> **Qué hacer**:
[1] En el texto sobre Woody Allen y el Nobel, ¿en qué editorial están publicados muchos de sus guiones?
[2] Reproduce el fragmento del texto sobre Woody Allen y el Nobel que empieza en "Rafael Azcona. Rafael" y termina en "Como poco, superficial.".

Rafael Azcona. Rafael Azcona dejó dicho que Woody Allen merecía el Nobel de Literatura. No era una boutade, tenía toda la razón. Hablar de si el Nobel es irrefutable o no como sancionador de la excelencia literaria, es algo que cansa desde hace tiempo. Como también cansa oír que el cine y la literatura son artes muy distintas, porque el cine se funda en las imágenes y la literatura, en las palabras. Es falso. Como poco, superficial.
El cine no se ha separado de la literatura tanto como puede parecer a simple vista, y nunca mejor dicho. El núcleo originario de la ideación de una película –situado en la fase de guion– exige concretar un argumento y una trama; perfilar la psicología, el comportamiento y la interacción de unos personajes; captar y describir un ambiente y un paisaje; concretar una estructura narrativa; ofrecer una visión de la vida, de la condición humana, de la sociedad y del tiempo histórico y, por supuesto, escribir unos diálogos que definan a los personajes y contribuyan al avance de la acción y a la exposición de ideas.
Todo eso está presente en el proceso de elaboración de una novela y de una obra teatral. Que luego todo eso dé lugar, mediante formas e intermediaciones distintas, a resultados diversos en una pantalla, un escenario o las páginas de un libro, no altera lo sustancial, sino que da paso a una gran variedad de lo accidental.
A estos cuentos les sobra mucha comicidad de fuego fatuo y les falta humor con profundidad de campo
Los guiones. Al postular a Woody Allen para el Nobel de Literatura, lo que Rafael Azcona quería destacar era la calidad de la entraña literaria de sus mejores películas. Y también, faltaría más, de sus guiones. Basta leerlos. Muchos están publicados en Tusquets. El público lector no está demasiado interesado en leer guiones. Pena.

> **Datos extraídos**:

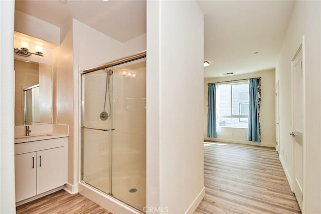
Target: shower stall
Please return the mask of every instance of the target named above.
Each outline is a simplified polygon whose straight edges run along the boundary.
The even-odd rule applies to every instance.
[[[81,72],[81,182],[142,210],[146,52]]]

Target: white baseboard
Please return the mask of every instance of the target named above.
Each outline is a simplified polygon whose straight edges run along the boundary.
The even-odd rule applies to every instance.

> **Respuestas**:
[1] En Tusquets.

[2]
Rafael Azcona. Rafael Azcona dejó dicho que Woody Allen merecía el Nobel de Literatura. No era una boutade, tenía toda la razón. Hablar de si el Nobel es irrefutable o no como sancionador de la excelencia literaria, es algo que cansa desde hace tiempo. Como también cansa oír que el cine y la literatura son artes muy distintas, porque el cine se funda en las imágenes y la literatura, en las palabras. Es falso. Como poco, superficial.